• Extrait fourni:
Penser l’accueil pour différentes pratiques de médiation : une tournée science, culture et numérique en Ile-de-France
Publié par Raphaëlle Jarrige, le 13 novembre 2017 2.5k
Nous avions en tout et pour tout une journée et demie pour aller à la rencontre de lieux et d’initiatives inspirantes où la culture scientifique est mise à la portée de jeunes.
Ce que nous recherchions ? Des structures dédiées à l’accueil d’un public scolaire et d’enseignant.es pour expérimenter la démarche scientifique, développer la culture du numérique, démystifier la technologie et, le tout, si possible à la sauce Maker.
Autant dire que de nombreuses structures franciliennes nous faisaient de l’œil. Mais le temps nous était compté alors nous avons ciblé 4 lieux pour 4 identités différentes : la MISS pour son souhait d’ouvrir le monde de la recherche aux 8-14, l’Exploradôme pour ses 20 ans d’expériences sur la pédagogie aux nouvelles technologies, La Fabrique pour l’ouverture récente de son atelier créatif 2.0 dédié aux 9-12 ans et le Carrefour Numérique2 pour son FabLab2 collaboratif et militant.
Retour sur ces quatre visites franciliennes où sciences, numérique, esprit maker et agitateur de curiosité constituent l’ADN de nos hôtes !

• Entrées extraites:
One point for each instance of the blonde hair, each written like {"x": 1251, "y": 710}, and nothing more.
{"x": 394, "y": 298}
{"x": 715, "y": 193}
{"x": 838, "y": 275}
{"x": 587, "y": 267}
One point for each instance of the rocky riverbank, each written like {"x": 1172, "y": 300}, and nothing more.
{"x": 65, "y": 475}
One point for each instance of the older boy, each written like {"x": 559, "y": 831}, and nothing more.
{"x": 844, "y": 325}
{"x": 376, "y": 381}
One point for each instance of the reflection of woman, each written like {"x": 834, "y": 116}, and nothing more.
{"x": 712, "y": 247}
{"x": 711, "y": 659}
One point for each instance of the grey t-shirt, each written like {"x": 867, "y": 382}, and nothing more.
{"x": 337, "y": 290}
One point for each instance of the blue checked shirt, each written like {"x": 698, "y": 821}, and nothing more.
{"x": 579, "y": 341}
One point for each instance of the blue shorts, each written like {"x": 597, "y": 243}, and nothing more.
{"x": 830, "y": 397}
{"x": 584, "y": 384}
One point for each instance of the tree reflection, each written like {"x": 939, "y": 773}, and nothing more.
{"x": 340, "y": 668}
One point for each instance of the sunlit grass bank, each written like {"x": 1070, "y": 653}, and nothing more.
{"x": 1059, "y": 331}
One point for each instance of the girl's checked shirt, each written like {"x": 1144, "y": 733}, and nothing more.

• Consigne rédigée 1:
Indiquez combien de lignes des entrées contiennent la chaîne « shirt », en respectant la casse. Donnez uniquement ce nombre.
• Consigne rédigée 2:
Rédigez la suite du billet sur la tournée science, culture et numérique en Île-de-France en partant de sa dernière phrase.

• Réponse rédigée 1:
3

• Réponse rédigée 2:
LA MISS
Maison d’Initiation et de Sensibilisation aux Sciences – Université Paris Saclay, Région IdF, Université Paris-Sud, CNRS
Lundi matin, direction Bures-sur-Yvette et plus précisément le bâtiment 204 du campus de la Faculté des sciences d’Orsay.
Après deux années « hors les murs », la MISS prend ses quartiers au cœur d’un environnement totalement dédié à la recherche et à l’enseignement.
Nous sommes accueillis par Valérie Fortuna, coordinatrice scientifique du projet, dans une ambiance de chantier où les derniers ajustements sont en cours avant l’ouverture de la MISS aux classes d’ici quelques semaines.
Cette temporalité est idéale pour nous, et c’est une chance de voir un bâtiment en cours de finalisation, d’échanger sur le projet scientifique avant la confrontation avec le public, de discuter des choix scénographiques et de partager l’expérience d’assistant maitrise d’ouvrage.
La MISS est le lieu incontournable pour éveiller les scolaires au monde de la recherche. Ici tout est conçu et pensé pour plonger les élèves de primaire et de collège dans la peau d’apprenti.es scientifiques.
Le bâtiment de 900m2 permet une répartition sur deux étages d’espaces de travail pour le personnel et les médiat.eur.rices, de véritables laboratoires de recherche, de salles d’ateliers, d’une salle hors sac, d’un mini amphi et de lieux de stockage. Le tout desservi via un grand hall d’accueil en double hauteur sous plafond et très lumineux.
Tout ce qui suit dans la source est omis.